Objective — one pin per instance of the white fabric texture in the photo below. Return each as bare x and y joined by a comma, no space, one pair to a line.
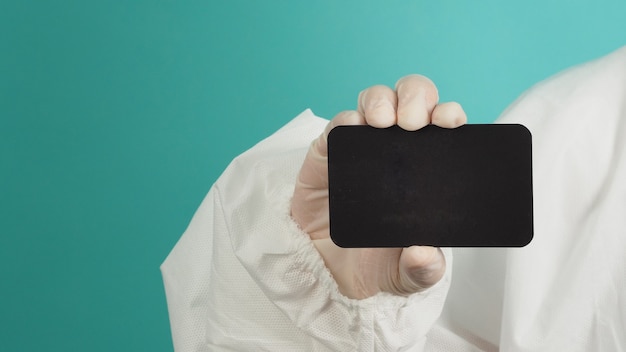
243,277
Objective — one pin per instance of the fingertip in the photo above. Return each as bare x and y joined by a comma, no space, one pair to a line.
449,115
378,105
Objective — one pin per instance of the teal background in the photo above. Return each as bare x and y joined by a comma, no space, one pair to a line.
117,116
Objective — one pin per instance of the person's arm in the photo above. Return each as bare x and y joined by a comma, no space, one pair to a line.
246,276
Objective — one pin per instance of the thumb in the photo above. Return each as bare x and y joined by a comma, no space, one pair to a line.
420,268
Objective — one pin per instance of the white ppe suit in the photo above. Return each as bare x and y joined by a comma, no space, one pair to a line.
244,277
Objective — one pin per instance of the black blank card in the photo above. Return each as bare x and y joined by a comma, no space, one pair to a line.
464,187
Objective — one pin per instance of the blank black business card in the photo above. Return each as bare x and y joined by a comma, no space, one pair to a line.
465,187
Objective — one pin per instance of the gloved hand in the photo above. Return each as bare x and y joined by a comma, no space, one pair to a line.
363,272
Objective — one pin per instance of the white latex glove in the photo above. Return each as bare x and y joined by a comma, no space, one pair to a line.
363,272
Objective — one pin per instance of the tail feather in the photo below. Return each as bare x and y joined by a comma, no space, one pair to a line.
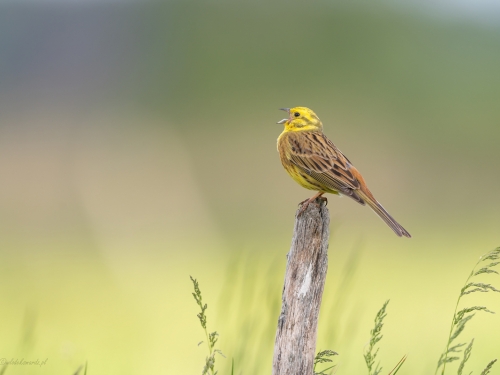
384,215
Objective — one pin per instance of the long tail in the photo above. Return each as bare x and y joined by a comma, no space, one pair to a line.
384,215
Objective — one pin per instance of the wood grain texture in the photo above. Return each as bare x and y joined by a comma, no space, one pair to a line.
305,275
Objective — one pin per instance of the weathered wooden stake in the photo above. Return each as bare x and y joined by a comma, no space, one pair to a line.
295,346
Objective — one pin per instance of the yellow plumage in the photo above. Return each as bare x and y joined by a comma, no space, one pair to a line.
312,160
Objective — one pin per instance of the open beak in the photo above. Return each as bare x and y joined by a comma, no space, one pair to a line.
285,119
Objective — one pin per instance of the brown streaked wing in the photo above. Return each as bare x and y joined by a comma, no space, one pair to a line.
320,158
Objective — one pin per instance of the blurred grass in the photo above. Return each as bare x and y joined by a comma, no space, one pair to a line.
137,147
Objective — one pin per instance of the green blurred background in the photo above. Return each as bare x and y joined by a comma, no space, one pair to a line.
138,147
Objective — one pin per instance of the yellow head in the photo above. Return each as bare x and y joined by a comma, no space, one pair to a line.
300,119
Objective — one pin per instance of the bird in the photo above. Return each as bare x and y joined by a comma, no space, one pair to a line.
315,163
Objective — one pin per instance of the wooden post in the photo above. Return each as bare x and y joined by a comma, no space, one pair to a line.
295,345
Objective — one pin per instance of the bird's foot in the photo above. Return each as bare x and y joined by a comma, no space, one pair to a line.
304,204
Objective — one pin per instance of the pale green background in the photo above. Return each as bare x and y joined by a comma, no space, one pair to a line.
137,147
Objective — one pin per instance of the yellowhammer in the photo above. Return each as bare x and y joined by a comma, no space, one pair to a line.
312,160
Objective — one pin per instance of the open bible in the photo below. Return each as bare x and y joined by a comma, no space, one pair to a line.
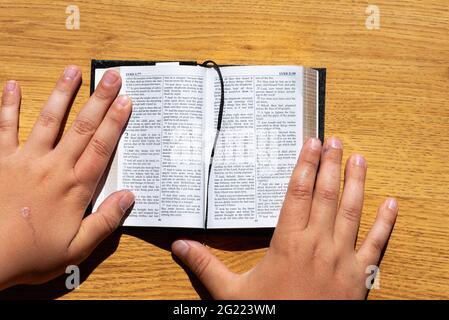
164,155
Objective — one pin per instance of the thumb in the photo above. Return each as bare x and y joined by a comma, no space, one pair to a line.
98,225
215,276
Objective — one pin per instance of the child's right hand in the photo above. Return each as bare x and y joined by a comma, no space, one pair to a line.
46,185
312,254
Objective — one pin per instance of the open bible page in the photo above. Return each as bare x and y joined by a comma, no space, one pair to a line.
160,154
258,145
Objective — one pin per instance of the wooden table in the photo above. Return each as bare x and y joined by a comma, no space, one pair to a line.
387,98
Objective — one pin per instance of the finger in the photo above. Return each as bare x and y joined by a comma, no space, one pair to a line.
48,124
100,224
9,117
215,276
298,199
374,243
74,142
95,158
327,187
351,205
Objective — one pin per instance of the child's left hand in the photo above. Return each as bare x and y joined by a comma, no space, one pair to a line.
46,185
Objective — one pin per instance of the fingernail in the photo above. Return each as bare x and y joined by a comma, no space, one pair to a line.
334,143
315,144
359,160
10,85
110,77
126,201
392,204
70,73
123,100
180,248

____________

From the material above, copy everything exactly but the pictures.

[Solution for this task]
Objective — one pin per instance of the white fabric texture in the photo below. Return each as bare x and y joined by a comma, no space, one pair to a line.
243,277
Objective — one pin per instance of the fingertip in the photo above. Return each as bare x and y joined by a comma, no space, one pair to a line.
449,115
378,105
Objective — one pin per instance of the teal background in the photo above. Return each as bare x and y joined by a comma, no space, one pair to a line.
117,116
Objective — one pin per instance of the person's arm in the photo above. Return each as bare x and y joined by a comma, no space, one pair to a line.
246,276
Objective — one pin per instance of the thumb in the photo above. Return each as bare x and y joined by a comma, no space, one pair to a line.
420,268
Objective — one pin per instance of the white ppe suit in the photo above. Return each as bare x and y joined by a comma, no space, one pair to a line.
244,277
Objective — one pin per instance of the black blank card in the photo above. Return each as bare x and y joined by a comma, no space, one pair to a line.
464,187
Objective — one pin per instance of the blank black business card in the photo above. Return each as bare x and y joined by a comma, no space, one pair to a line.
465,187
Objective — one pin per instance of the gloved hand in the photo above. Return each as bare x and y joined by a comma, no space, one pair to a line.
363,272
Objective — one pin per instance of the white latex glove in the photo above. Return each as bare x and y joined by a comma, no space, one pair to a line.
363,272
Objective — one pin per instance of the tail feather in the photo below. Return each as bare x and y joined by a comma, no space, one pair to a line.
384,215
Objective — one pin per instance of the long tail in the photo above. Return each as bare x and y joined by a comma, no space, one pair to a line.
384,215
Objective — one pin per instance of the wood grain texture in the photo above. Return each as bare x and y joined by a comma, no space, one pair to a line.
305,275
Objective — one pin per instance of the weathered wooden stake in the photo above. Return each as bare x and y joined by a comma, no space, one pair to a line.
295,346
Objective — one pin per instance of the yellow plumage in the photo above. Return each as bare x and y joined by a comma, no space, one pair to a line.
312,160
Objective — one pin per instance of the open beak in the photo above. Return each as bare x and y joined by a comma, no space, one pair to a line.
285,119
Objective — one pin per instance of the brown streaked wing in the photo above. Return each as bare x and y joined by a comma, no space, one pair to a line.
320,158
Objective — one pin per instance of the blurred grass in the photo above. Return each as bare x and y joined by a comma, no space, one pair to a line.
137,147
Objective — one pin per instance of the green blurred background in the photo above. Return each as bare x and y joined by a comma, no space, one pair to a line.
138,147
Objective — one pin per instance of the yellow head in the photo above. Return each as bare x and y joined by a comma, no space, one pair to a line.
300,119
Objective — one pin per instance of the bird in the photo above. Return each as bare x and y joined by a comma, no space, one pair to a line.
315,163
Objective — one pin per instance of the wooden post in the photo above. Return each as bare x and y joined by a comma, no space, one pair to a line.
295,345
Objective — one pin per instance of the bird's foot in the photo above. Return each as bare x and y joined by a comma, no space, one pair to a line.
304,204
Objective — one pin per instance of the pale green background in the photo above. Return each as bare x and y joined by a comma, no space, one pair to a line.
137,147
Objective — one pin per instance of the yellowhammer in the photo above. Return each as bare x and y joined by a comma, no space, one pair to a line.
312,160
Objective — one pin per instance of the open bible in the photo below. Return each as bare x and y joined by a comma, no space, one pair to a line.
164,155
Objective — one pin per instance of the thumb in the photo above. Return each as bare x and y joined by a comma, no space, one pair to a line.
98,225
215,276
Objective — one pin per instance of the child's right hand in the photo above. Return each as bare x and y joined by a comma, no space, one pair to a line.
46,185
312,254
Objective — one pin per instance of the open bible page in the photo above. Return each as bare x and y joined by a comma, no space, one pair to a line.
160,154
258,145
Objective — one pin per instance of the wooden table in the photo above. Return each as bare x and y joined by a comma, no space, one pair to a line.
387,98
Objective — one pin per instance of the finger in the photo above. Return each as bare x and y joined by a comma, no space, one pair to a line.
48,124
100,224
9,117
215,276
298,199
374,243
74,142
95,158
327,187
351,205
Objective — one pin per instance of the child's left hand in the photo above. Return each as bare x and y joined by a comma, no space, one pair to a line.
46,185
Objective — one pin per instance of the fingernail in the photo above. Return each as bare x and y joined by a comma, no space, one pair to a line.
334,143
315,144
359,160
10,85
110,77
126,201
392,204
70,73
123,100
180,248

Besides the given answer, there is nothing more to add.